▶ Task details:
Copy the lines of material below without any changes.

[Position annotation records]
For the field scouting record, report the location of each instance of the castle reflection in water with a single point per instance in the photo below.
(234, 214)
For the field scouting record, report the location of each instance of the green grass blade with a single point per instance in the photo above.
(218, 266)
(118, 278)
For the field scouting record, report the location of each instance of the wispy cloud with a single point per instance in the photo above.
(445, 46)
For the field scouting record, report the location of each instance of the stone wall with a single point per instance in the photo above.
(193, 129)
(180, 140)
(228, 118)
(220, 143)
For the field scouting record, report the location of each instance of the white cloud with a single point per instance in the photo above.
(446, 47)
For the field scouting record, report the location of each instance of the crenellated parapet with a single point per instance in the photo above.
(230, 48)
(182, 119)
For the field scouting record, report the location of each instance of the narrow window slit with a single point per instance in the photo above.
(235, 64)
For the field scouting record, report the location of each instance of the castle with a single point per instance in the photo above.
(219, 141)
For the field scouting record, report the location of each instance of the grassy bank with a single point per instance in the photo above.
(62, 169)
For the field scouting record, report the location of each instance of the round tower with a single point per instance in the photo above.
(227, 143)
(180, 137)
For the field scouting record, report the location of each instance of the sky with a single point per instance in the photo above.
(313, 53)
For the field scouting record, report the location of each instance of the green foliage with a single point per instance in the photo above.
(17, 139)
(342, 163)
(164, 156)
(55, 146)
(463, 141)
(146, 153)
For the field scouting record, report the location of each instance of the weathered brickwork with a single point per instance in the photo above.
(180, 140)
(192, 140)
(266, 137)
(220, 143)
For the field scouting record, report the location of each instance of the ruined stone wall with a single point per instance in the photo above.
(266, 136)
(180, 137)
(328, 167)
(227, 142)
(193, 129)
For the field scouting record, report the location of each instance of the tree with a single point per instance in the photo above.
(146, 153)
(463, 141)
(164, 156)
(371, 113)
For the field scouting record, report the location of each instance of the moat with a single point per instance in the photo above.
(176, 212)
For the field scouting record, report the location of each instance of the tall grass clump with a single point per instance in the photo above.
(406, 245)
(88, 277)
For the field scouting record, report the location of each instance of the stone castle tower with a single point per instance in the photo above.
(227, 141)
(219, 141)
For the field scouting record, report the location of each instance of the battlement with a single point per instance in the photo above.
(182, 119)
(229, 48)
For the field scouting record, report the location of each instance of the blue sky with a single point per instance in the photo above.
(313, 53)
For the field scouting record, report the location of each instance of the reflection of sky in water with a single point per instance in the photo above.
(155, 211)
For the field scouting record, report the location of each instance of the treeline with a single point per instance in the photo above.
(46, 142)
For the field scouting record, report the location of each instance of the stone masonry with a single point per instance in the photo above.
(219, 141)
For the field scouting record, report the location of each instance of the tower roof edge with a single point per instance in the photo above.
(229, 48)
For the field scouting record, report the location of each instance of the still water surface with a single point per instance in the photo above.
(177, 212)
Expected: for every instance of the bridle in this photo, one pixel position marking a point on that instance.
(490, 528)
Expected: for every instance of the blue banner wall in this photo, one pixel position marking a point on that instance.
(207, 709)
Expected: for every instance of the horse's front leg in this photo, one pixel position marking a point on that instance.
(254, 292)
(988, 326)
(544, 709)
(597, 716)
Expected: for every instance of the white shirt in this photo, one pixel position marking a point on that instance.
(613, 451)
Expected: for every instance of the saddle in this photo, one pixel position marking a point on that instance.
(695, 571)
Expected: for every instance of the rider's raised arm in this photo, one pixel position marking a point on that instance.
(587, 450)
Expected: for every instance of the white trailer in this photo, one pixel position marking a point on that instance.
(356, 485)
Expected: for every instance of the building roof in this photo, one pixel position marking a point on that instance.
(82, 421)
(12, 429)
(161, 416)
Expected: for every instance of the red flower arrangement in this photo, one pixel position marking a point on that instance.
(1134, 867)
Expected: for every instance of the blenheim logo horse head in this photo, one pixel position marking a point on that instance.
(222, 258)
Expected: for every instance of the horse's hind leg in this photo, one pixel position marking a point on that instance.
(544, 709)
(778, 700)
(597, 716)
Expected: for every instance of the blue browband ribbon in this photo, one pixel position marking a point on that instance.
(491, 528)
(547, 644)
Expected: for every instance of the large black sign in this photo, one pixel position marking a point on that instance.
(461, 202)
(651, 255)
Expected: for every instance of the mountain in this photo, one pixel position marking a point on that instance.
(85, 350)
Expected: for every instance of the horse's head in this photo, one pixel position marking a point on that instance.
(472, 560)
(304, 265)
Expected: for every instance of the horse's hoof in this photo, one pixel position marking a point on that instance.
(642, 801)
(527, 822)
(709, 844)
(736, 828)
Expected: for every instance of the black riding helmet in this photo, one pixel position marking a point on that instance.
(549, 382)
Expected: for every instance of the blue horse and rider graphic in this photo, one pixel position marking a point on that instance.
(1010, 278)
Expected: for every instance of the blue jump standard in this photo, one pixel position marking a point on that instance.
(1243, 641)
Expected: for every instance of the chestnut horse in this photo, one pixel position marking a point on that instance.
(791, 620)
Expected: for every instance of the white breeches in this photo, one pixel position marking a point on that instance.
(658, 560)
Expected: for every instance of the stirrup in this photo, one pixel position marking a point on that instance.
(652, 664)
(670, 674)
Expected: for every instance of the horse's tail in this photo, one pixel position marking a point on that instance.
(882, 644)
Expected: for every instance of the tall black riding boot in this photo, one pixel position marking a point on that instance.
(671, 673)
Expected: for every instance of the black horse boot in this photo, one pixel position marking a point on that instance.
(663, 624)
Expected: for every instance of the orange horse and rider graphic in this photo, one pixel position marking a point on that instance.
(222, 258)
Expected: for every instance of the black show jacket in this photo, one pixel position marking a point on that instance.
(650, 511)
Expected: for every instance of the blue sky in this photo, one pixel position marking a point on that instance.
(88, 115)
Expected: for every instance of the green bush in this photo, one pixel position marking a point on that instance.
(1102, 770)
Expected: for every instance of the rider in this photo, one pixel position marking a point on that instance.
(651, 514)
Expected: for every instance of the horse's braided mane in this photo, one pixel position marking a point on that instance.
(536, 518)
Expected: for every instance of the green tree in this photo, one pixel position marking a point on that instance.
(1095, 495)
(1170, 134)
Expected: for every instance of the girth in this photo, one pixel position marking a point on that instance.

▶ Exercise answer:
For the field scouting record, report the location of each instance of the castle reflection in water with a single point per instance in the photo below.
(234, 214)
For the field scouting record, report the location of each instance of the green grass blade with a single point per instance in the photo above.
(218, 266)
(118, 278)
For the field scouting record, report the location of each instance of the wispy cloud with a single point per instance in the photo above.
(445, 46)
For the field scouting record, report the location of each instance of the stone wall with a single point per instance in the photo above.
(193, 129)
(180, 140)
(228, 118)
(220, 143)
For the field scouting record, report the location of each instance of the white cloud with a single point per instance in the photo above.
(446, 47)
For the field scouting record, report the location of each instance of the crenellated parapet with a single point per instance in the photo above.
(230, 48)
(182, 119)
For the field scouting record, report the location of each instance of the narrow window slit with a single point per instance in the photo above.
(235, 64)
For the field scouting record, report the location of each instance of the castle with a single point per instance in the photo above.
(219, 141)
For the field scouting record, report the location of each instance of the grassy bank with a single point per instance in the photo above.
(62, 169)
For the field scouting record, report the location of each instance of the round tower with a single point per instance in the photo above.
(227, 143)
(180, 137)
For the field scouting record, report the location of each instance of the sky with a single point per instance in the photo above.
(313, 53)
For the field scouting record, report the location of each instance of the green foliage with a single point per instance in the photo above.
(17, 139)
(342, 163)
(164, 156)
(55, 146)
(463, 141)
(146, 153)
For the field scouting record, report the location of each instance of the weathered brickwork with a single point per instance in the photo above.
(180, 140)
(192, 140)
(266, 137)
(220, 143)
For the field scouting record, report the location of each instance of the ruined stone wall with a single point per instance in the photo above.
(266, 136)
(180, 137)
(328, 167)
(227, 142)
(193, 129)
For the field scouting record, report the location of each instance of the tree with a single point per instance in the photo above.
(146, 153)
(463, 141)
(164, 156)
(371, 113)
For the field scouting record, report the location of each instance of the moat with a single point per instance in the photo above.
(176, 212)
For the field scouting record, report the location of each instance of the tall grass clump with a single point per instance in the photo above.
(406, 245)
(88, 277)
For the field scouting record, report the location of each instance of the stone castle tower with a single point per instance in the photo above.
(227, 141)
(219, 141)
For the field scouting record, report the location of each instance of the battlement with a single point per instance in the photo above.
(182, 119)
(229, 48)
For the field scouting record, report the location of each instance of the blue sky with a single point per instance in the photo above.
(313, 53)
For the field scouting record, report the location of each instance of the reflection of sky in water with a single point per instance in the photo above.
(155, 211)
For the field scouting record, report the location of each instance of the treeline with a single point per instance in the photo above.
(46, 142)
For the field scouting record, report the location of each instance of the stone masonry with a single point per instance in the photo above.
(219, 141)
For the field scouting record, report the location of each instance of the tower roof edge with a single point per instance in the photo above.
(229, 48)
For the field scouting record, report the location of each instance of the still water surface with a single point per instance in the photo above.
(177, 212)
Expected: for every instance of the bridle in this photo, one pixel position marking a point on that instance.
(490, 528)
Expected: for every instance of the blue banner wall in this photo, one pixel position marking a point on that instance.
(207, 709)
Expected: for every instance of the horse's front leg in this photo, one pixel position marking a point on that instance.
(254, 292)
(988, 326)
(544, 709)
(597, 716)
Expected: for every instance of the white shirt in this photo, one pixel position marking a point on that instance.
(613, 451)
Expected: for every instance of the saddle in this photo, one pixel position marking a point on that instance.
(695, 571)
Expected: for every instance of the rider's raised arm in this photo, one pixel position marking a point on that instance.
(587, 450)
Expected: for every instance of the white trailer in this photo, one pixel position marking a point on that instance.
(356, 485)
Expected: for every instance of the building roof in this photo, one pixel position marking a point on that instance.
(82, 421)
(12, 429)
(161, 416)
Expected: for every instance of the red flower arrangement in this photo, one pixel position marking a point on that instance.
(1134, 867)
Expected: for every instance of the blenheim logo horse head in this photo, one pixel position marking a point on that instance.
(222, 258)
Expected: for every instance of the horse's hind leg in this photo, one pixel position marking a point on that instance.
(544, 709)
(778, 700)
(597, 716)
Expected: for every instance of the blue browband ribbon in this photo, one pixel position marking a point on that instance.
(491, 528)
(547, 644)
Expected: for every instance of the large black sign in this photo, one pixel position marking a point on that instance.
(461, 202)
(651, 255)
Expected: for every instance of the mountain in this photo, one pixel position marking a point on that instance.
(85, 350)
Expected: for every instance of the horse's head in this photo, one pixel position marking a point on that instance.
(472, 560)
(304, 265)
Expected: for every instance of the horse's hoof in this photo, one pixel position marking a point on that instance.
(642, 801)
(527, 822)
(709, 844)
(736, 828)
Expected: for every instance of the black riding helmet in this photo, one pixel position marking a point on that instance.
(549, 382)
Expected: for every instance of the blue horse and rider graphic in this photo, one pixel position marking a point on that instance.
(1010, 278)
Expected: for every instance of the blue jump standard in this photo, one pixel position marking a point on that instance.
(1243, 641)
Expected: for every instance of the chestnut horse in this photo, one pixel position marking a point on that instance.
(791, 620)
Expected: for every instance of the white breeches in this photo, one pixel position marking a point on that instance.
(658, 560)
Expected: for every instance of the stirrup in this photo, one pixel position marking a point on that instance.
(652, 664)
(670, 674)
Expected: for every instance of the horse's tail in this photo, one pixel position marking a point on that instance.
(882, 644)
Expected: for every instance of the tall black riding boot in this photo, one pixel position marking a point on that instance.
(671, 673)
Expected: for every instance of the black horse boot in this photo, one pixel position marking a point on that instance.
(663, 624)
Expected: for every instance of the orange horse and rider graphic in this photo, one pixel position marking a point on that instance.
(222, 258)
Expected: for every instance of the black show jacket in this photo, one pixel position marking a point on that instance.
(650, 511)
Expected: for every instance of the blue sky in this photo, one pixel position marking a point on that instance.
(88, 115)
Expected: for every instance of the green bush in this photo, one pixel position marking a point on that instance.
(1102, 770)
Expected: for every instance of the rider in this photo, one pixel position marking a point on that instance.
(651, 514)
Expected: for every instance of the horse's braided mane in this photo, one pixel position marking a point on that instance.
(536, 518)
Expected: for every instance of the green tree in this photo, one pixel position marking a point on that instance.
(1095, 495)
(1170, 134)
Expected: for every instance of the girth in this photo, one pixel position marking a point on that instance.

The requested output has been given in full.